• Task prompt: Please print all of the entries, matching them exactly.
==== Excerpted data
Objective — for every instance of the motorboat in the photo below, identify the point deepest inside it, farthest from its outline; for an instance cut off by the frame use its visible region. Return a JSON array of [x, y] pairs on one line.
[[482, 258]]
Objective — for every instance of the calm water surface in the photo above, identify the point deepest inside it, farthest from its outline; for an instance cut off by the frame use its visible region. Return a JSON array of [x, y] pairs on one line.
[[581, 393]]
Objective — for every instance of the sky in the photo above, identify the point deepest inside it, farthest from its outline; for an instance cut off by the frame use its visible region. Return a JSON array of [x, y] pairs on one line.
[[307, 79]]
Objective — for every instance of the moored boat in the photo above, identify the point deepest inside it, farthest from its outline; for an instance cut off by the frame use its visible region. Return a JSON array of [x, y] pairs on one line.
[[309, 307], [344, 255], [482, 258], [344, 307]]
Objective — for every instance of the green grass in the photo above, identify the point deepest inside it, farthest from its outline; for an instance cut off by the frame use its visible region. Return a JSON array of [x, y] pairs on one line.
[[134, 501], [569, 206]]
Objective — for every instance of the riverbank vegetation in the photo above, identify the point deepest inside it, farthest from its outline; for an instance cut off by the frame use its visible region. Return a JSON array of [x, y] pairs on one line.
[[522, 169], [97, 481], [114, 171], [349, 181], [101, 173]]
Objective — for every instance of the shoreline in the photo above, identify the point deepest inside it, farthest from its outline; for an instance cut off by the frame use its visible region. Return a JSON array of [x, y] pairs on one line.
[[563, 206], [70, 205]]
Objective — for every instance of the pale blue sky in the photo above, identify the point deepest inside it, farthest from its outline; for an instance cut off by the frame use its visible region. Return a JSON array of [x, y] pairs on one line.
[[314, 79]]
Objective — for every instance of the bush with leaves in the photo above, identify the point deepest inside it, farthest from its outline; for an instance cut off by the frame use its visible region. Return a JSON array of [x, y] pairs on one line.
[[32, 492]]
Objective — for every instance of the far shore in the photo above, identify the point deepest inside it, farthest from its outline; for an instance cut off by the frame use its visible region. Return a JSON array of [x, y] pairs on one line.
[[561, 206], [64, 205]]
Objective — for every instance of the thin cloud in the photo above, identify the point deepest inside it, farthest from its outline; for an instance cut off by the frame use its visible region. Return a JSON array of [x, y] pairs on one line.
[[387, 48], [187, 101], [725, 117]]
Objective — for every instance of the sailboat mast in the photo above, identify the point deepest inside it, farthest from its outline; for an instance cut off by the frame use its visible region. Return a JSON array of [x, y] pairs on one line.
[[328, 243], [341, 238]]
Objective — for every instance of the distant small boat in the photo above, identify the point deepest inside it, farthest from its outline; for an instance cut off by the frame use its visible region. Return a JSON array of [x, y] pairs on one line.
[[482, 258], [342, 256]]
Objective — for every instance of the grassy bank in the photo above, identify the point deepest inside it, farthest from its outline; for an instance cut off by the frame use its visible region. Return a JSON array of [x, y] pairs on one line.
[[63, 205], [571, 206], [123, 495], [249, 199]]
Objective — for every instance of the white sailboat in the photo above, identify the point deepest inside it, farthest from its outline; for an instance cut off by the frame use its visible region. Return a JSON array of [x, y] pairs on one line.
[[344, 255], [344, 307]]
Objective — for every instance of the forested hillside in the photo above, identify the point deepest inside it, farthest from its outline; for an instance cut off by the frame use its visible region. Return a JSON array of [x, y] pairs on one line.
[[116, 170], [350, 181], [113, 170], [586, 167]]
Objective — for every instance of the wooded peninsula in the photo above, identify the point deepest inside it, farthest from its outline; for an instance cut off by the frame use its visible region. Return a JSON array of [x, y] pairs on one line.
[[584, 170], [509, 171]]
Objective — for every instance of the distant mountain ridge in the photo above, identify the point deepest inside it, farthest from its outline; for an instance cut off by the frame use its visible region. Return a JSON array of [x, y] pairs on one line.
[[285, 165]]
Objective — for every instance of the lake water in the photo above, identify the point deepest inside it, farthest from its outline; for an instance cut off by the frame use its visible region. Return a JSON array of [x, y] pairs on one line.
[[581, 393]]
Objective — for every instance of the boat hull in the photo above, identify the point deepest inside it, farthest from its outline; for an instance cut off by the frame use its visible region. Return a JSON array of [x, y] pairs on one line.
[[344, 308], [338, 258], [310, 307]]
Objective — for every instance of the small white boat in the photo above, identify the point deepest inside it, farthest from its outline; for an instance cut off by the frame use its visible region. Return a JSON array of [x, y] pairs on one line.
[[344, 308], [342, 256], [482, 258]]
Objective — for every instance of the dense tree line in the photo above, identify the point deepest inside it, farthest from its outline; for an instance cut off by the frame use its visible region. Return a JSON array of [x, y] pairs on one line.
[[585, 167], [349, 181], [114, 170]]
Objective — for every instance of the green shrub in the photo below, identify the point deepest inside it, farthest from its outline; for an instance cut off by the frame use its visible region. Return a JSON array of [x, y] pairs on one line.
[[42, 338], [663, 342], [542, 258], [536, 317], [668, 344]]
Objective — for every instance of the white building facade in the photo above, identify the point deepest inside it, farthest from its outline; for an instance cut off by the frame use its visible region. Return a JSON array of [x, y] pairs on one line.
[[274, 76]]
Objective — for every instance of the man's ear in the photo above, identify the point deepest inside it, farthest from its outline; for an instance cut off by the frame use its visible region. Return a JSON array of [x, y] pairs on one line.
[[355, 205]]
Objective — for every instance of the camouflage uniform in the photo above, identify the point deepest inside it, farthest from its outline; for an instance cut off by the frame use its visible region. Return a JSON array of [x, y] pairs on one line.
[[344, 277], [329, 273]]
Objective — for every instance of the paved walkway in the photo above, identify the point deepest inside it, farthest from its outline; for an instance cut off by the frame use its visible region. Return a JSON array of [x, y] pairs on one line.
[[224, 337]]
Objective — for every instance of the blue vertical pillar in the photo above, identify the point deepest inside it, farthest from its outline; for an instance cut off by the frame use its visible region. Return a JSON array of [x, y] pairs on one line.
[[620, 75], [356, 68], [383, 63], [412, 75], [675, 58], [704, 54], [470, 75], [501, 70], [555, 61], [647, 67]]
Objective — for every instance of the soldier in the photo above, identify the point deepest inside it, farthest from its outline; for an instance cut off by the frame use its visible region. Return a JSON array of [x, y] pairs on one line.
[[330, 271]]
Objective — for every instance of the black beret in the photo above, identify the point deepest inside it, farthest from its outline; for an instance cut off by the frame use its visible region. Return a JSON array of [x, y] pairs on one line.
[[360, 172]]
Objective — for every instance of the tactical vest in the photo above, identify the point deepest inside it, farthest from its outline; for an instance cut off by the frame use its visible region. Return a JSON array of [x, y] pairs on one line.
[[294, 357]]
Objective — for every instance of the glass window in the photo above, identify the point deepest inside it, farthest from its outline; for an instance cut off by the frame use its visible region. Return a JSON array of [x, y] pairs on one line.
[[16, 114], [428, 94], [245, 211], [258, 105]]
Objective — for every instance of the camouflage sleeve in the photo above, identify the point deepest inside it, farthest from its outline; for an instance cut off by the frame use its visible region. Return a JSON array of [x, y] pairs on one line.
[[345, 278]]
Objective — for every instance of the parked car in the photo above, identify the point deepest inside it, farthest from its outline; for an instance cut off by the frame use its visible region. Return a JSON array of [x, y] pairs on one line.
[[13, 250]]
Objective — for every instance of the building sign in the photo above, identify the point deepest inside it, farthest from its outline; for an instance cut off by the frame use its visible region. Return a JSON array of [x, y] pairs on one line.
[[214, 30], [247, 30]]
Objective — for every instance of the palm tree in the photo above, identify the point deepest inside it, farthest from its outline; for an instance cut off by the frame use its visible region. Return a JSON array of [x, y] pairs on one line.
========
• Written answer:
Objective — for every instance of the motorboat in the photo below, identify the point deepest inside it, farthest from its outline; for an instance cut off by the frame use its visible region. Return a JSON array of [x, y] pairs on one line.
[[482, 258]]
Objective — for every instance of the calm water surface in the photo above, identify the point deepest inside it, farthest from its outline; for an instance cut off by the frame use its visible region. Return a JSON array of [x, y] pairs on one line.
[[581, 393]]
Objective — for every instance of the sky in the photo above, identify the point deepest inside it, farthest from its outline; for an instance cut off by the frame use its visible region. Return a JSON array of [x, y] pairs on one line.
[[307, 79]]
Objective — for every instance of the moored boat in the photo above, identify the point deepest inside it, farthest from its outline; for an instance cut off by the frame use its visible region. Return a JSON array of [x, y] pairs on one line.
[[309, 307], [344, 255], [482, 258], [344, 307]]
Objective — for every instance of the green grass in the photo above, identify the point deepest inside it, farthest from its outline; for an instance cut off by the frame use its visible region. Return a JSON array of [x, y] pairs on one line.
[[134, 501], [569, 206]]
Objective — for every instance of the riverbank vegetation in the photo above, identify the point deepest inside it, farthest from its outline; for an instance cut off by the frame use its visible region. Return a JSON array of [x, y] pairs on one line.
[[522, 169], [97, 481], [114, 171], [349, 181], [101, 173]]
Objective — for every instance of the shoreline in the photo above, identify the point deepest inside it, farthest from its outline; for an instance cut off by the frame use its visible region. Return a JSON array of [x, y] pairs on one line.
[[563, 206], [70, 205]]
Objective — for every instance of the pale blue sky in the photo above, identify the point deepest inside it, farthest from its outline; for an instance cut off by the frame use its visible region. Return a JSON array of [x, y] pairs on one line.
[[314, 79]]
Objective — for every instance of the bush with leaves in the photo above, identify the point deepest inside it, farthest from its outline; for an instance cut off by the frame use its visible region. Return a JSON array of [x, y] pairs on one line.
[[32, 492]]
Objective — for every instance of the far shore in the photo above, identify the point deepest inside it, farthest from its outline; for an instance cut off by the frame use its visible region. Return a JSON array of [x, y] pairs on one line.
[[561, 206], [64, 205]]
Objective — for every instance of the thin cloud in the photo above, identify the point deepest inside it, farthest from its outline; for an instance cut off by the frame use its visible region. Return a JSON array of [x, y] pairs on one line.
[[387, 48], [187, 101], [725, 117]]
Objective — for every instance of the sailboat mast in the photo above, identify the point deepest inside it, farthest from its outline; for an instance cut off by the frame use its visible region. Return a JSON array of [x, y] pairs on one line.
[[328, 243], [341, 238]]
Objective — for every instance of the distant small boat in the photo above, identify the point deepest inside it, farthest from its outline; for an instance cut off by the frame use its visible region. Return a JSON array of [x, y] pairs on one line.
[[482, 258], [342, 256]]
Objective — for every instance of the grassy bank in the photo above, identify the point deepest inside it, farthest from its outline; for an instance cut off by the frame use its visible region. Return a JSON array of [x, y] pairs on one line.
[[63, 205], [571, 206], [123, 495], [249, 199]]
Objective — for every instance of the white sailboat in the photo above, identify the point deepest inside it, farthest from its outline; for an instance cut off by the frame use its visible region. Return a JSON array of [x, y] pairs on one line.
[[344, 255], [344, 307]]
Objective — for every instance of the forested hillside in the photo above, identify the point deepest inside it, farthest from its outline; for an instance cut off by the frame use its visible region. Return a JSON array of [x, y] pairs on one line.
[[116, 170], [350, 181], [113, 170], [586, 167]]
Objective — for every instance of the wooded peninsula in the photo above, identify the point deepest inside it, farthest from its outline; for an instance cut off by the frame use its visible region. Return a JSON array of [x, y] pairs on one line.
[[584, 170], [509, 171]]
Objective — for every instance of the distant mountain ridge in the photo above, identify the point deepest inside it, farthest from its outline; for an instance cut off by the frame use its visible region. Return a JSON array of [x, y] pairs on one line.
[[285, 165]]
Objective — for every instance of the lake water in the photo above, identify the point deepest inside it, farthest from its outline; for an instance cut off by the frame use its visible region. Return a JSON array of [x, y] pairs on one line.
[[581, 393]]
Objective — for every instance of the boat hull in the photo above, identify the point deepest inside it, farthest from its outline; for an instance cut off by the frame use its visible region. Return a JSON array of [x, y] pairs on one line.
[[344, 308], [338, 258], [310, 307]]
Objective — for every instance of the small white boat in the photo above, identify the point deepest inside it, farthest from its outline; for an instance cut off by the frame use its visible region. Return a JSON array of [x, y] pairs on one line.
[[344, 308], [342, 256], [482, 258]]
Objective — for every instance of the dense tree line in the photo above, identify the point deepest inside it, farthest from its outline; for an instance cut off by the frame use its visible region. Return a JSON array of [x, y] pairs on one line.
[[585, 167], [349, 181], [114, 170]]
Objective — for every instance of the green shrub in the photo below, identify the point deepest inside it, farthest from its outline; for an instance cut off by the frame use its visible region. Return a JSON array of [x, y] pairs on one line.
[[42, 338], [663, 342], [542, 258], [536, 317], [668, 344]]
Objective — for every instance of the white building facade in the photo above, identify the point deepest inside it, farthest from its outline; for an instance cut off by the frame use its visible region. Return a JSON array of [x, y] pairs on one line.
[[274, 76]]
Objective — for every instance of the man's ear in the photo above, identify the point deepest inside it, farthest from its outline; for an instance cut off by the frame use its visible region. Return a JSON array of [x, y] pairs on one line.
[[355, 205]]
Objective — for every instance of the camouflage uniform in the photo above, identify the point deepest inside it, farthest from its outline; for an instance cut off by the frame use its visible region. Return a JSON array of [x, y] pairs on one line.
[[344, 277], [329, 273]]
Objective — for every instance of the paved walkway in the photo above, identify the point deepest inside it, farthest from its outline; for an instance cut off by the frame use its visible region. Return a JSON array of [x, y] pairs on one line.
[[224, 337]]
Objective — for every instance of the blue vertical pillar in the photo above, identify the point deepest inside it, farthest from its outline; for an instance cut off by the frame use its visible region. Return a JSON array of [x, y] pairs on one line.
[[620, 75], [356, 68], [383, 63], [412, 75], [675, 58], [704, 54], [470, 75], [501, 70], [555, 61], [647, 67]]
Objective — for every instance of the soldier in the photo above, identify the point deepest inside it, farthest from its outline; for an instance cut off by the frame use its visible region. Return a JSON array of [x, y] pairs on one line.
[[330, 271]]
Objective — for every instance of the black beret in the photo above, identify the point deepest inside it, farthest from its outline; for an instance cut off by the frame use its visible region. Return a JSON array of [x, y] pairs on one line.
[[360, 172]]
Objective — for every instance of the tactical vest in the photo above, identify the point deepest inside it, farthest from its outline; for an instance cut off by the frame use its visible region. Return a JSON array of [x, y] pairs on one line.
[[294, 357]]
Objective — for every instance of the glass window in the photo above, identify the point deepest inside it, farthest from its outline; for an instance cut off by the frame use its visible region. Return a JSON array of [x, y] pairs on one line.
[[16, 114], [428, 94], [245, 211], [258, 105]]
Objective — for every instance of the camouflage sleeve in the photo above, identify the point deepest inside it, farthest from its outline; for an instance cut off by the frame use its visible region. Return a JSON array of [x, y] pairs on one line.
[[345, 278]]
Objective — for every instance of the parked car in the photo above, identify the point deepest inside it, farthest from its outline; for an instance cut off by the frame use its visible region. Return a JSON array of [x, y] pairs on one line.
[[13, 250]]
Objective — for every instance of the building sign in the photo above, identify the point deepest inside it, farthest from its outline; for an instance cut off by the frame use its visible region. Return a JSON array of [x, y] pairs on one line.
[[214, 30], [247, 30]]
Objective — for every instance of the palm tree in the photo above, identify the point deepest inside it, farthest from its outline; for an instance cut off by the frame use its visible region. Return a JSON array of [x, y] pairs on one line.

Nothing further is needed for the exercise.